- What is being asked
Count the lines in the rows below that contain the string "white", where case counts, and give only that number.

- Given records

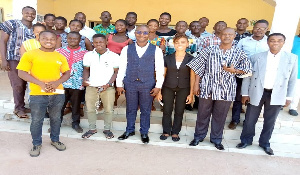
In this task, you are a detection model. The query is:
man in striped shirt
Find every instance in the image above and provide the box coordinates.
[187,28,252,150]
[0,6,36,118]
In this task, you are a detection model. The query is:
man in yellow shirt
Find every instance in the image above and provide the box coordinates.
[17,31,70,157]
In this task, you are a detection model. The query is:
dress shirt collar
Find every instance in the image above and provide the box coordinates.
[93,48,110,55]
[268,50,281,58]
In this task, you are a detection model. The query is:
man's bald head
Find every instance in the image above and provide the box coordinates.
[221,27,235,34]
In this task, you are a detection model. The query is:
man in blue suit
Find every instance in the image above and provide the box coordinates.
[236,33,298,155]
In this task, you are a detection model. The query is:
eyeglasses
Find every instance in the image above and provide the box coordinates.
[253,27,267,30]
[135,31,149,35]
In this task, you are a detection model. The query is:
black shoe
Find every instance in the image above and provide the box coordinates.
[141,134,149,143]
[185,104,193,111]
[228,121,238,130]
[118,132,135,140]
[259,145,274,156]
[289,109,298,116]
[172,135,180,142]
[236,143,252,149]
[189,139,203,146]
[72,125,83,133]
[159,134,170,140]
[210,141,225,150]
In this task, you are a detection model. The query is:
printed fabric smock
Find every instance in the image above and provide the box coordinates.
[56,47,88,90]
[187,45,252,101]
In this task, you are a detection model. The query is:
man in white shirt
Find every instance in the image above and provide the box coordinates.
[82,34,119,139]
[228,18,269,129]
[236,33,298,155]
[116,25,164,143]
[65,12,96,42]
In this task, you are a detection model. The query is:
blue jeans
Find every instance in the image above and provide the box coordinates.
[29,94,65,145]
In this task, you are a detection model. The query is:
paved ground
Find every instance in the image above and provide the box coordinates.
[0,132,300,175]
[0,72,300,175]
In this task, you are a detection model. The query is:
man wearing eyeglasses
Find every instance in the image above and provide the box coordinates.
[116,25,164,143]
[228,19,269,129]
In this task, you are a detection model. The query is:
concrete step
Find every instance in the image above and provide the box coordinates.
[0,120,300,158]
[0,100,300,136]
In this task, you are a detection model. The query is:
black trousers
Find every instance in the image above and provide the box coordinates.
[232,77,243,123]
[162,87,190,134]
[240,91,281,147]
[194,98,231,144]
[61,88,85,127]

...

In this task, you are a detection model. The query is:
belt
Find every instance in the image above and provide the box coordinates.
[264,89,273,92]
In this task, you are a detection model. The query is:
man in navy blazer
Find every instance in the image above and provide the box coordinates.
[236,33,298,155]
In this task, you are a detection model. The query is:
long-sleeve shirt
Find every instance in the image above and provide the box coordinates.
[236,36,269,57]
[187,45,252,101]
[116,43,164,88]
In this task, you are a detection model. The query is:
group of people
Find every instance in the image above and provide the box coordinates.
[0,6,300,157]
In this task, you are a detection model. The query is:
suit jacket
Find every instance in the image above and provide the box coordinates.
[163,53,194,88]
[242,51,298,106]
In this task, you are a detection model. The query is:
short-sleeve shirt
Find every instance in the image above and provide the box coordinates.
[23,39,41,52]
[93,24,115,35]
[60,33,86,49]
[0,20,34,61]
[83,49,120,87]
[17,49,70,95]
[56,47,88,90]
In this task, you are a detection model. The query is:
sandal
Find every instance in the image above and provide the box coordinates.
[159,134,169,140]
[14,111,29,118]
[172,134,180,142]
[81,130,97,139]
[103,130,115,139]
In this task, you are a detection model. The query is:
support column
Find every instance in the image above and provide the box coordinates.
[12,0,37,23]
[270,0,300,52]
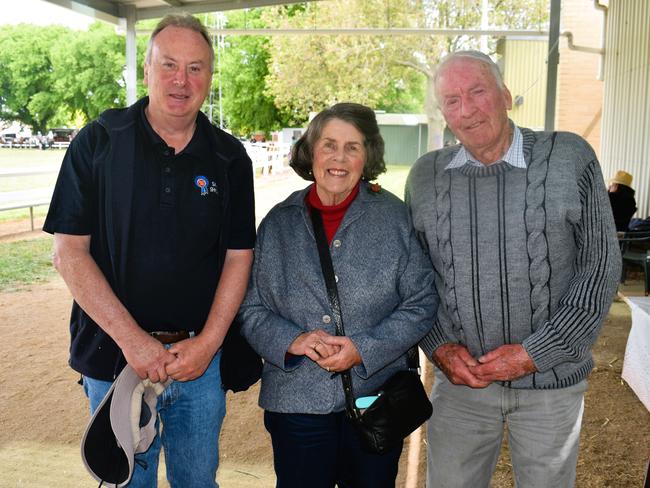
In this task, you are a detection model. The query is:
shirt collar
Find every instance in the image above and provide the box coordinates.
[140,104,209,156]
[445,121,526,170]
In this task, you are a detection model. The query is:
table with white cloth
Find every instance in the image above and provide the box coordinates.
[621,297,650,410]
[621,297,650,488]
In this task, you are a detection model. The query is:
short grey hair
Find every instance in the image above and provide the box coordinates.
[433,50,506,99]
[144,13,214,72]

- Result for this task
2